> [Article]:

For multi-node training examples, choose a model from Supported models with an available multi-node training script.

  1. Clone the ROCm Model Automation and Dashboarding (ROCm/MAD) repository to a local directory and install the required packages on the host machine.

    git clone https://github.com/ROCm/MAD
    cd MAD
    pip install -r requirements.txt
    
  2. Use this command to run the performance benchmark test on the Llama 3.1 70B model using one GPU with the bf16 data type on the host machine.

    export MAD_SECRETS_HFTOKEN="your personal Hugging Face token to access gated models"
    madengine run \
        --tags jax_maxtext_train_llama-3.1-70b \
        --keep-model-dir \
        --live-output \
        --timeout 28800
    

MAD launches a Docker container with the name container_ci-jax_maxtext_train_llama-3.1-70b. The latency and throughput reports of the model are collected in the following path: ~/MAD/perf.csv/.

Download the Docker image and required scripts

Run the JAX MaxText benchmark tool independently by starting the Docker container as shown in the following snippet.

docker pull rocm/jax-training:maxtext-v25.7
docker pull rocm/jax-training:maxtext-v25.7-jax060

Single node training

  1. Set up environment variables.

[Dataset items]
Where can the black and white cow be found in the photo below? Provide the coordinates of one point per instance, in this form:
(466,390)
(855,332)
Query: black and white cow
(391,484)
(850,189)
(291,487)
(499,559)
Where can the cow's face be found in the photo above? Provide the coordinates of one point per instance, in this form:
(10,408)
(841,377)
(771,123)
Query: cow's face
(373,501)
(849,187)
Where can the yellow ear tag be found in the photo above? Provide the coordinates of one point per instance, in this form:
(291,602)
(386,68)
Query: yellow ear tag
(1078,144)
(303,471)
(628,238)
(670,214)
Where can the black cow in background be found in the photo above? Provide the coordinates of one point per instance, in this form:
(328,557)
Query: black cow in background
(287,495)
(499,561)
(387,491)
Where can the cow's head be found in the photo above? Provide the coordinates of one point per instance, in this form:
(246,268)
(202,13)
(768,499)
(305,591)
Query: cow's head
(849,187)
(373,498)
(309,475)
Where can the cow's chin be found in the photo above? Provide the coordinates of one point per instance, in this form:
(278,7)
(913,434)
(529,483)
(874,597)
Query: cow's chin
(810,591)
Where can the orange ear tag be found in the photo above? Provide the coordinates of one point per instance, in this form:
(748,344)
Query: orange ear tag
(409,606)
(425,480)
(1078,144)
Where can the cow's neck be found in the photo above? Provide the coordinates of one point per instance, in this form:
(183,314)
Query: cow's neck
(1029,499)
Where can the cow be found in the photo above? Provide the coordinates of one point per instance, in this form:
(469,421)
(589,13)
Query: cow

> [The tasks]:
A. List every command-line option passed to madengine run in the MaxText benchmarking instructions.
B. Rewrite the listing from the line containing "Where can the cow's neck" through the end of the listing, both included. Change "Provide" to "Give" and keep everything else the same.

> [Final answers]:
A.
--tags
--keep-model-dir
--live-output
--timeout

B.
Where can the cow's neck be found in the photo above? Give the coordinates of one point per instance, in this form:
(183,314)
Query: cow's neck
(1029,499)
Where can the cow be found in the photo above? Give the coordinates of one point per instance, in this form:
(469,421)
(589,13)
Query: cow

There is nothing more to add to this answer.